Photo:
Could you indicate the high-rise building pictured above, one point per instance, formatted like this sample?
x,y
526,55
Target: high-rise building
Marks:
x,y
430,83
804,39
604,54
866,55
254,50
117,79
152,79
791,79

============================================================

Written exercise: Pull out each line above that contains the string "rise", treating uppercase and lowercase as different.

Complete output:
Could you indicate the high-rise building pictured above, one point per instance, formatted like this sample?
Target: high-rise building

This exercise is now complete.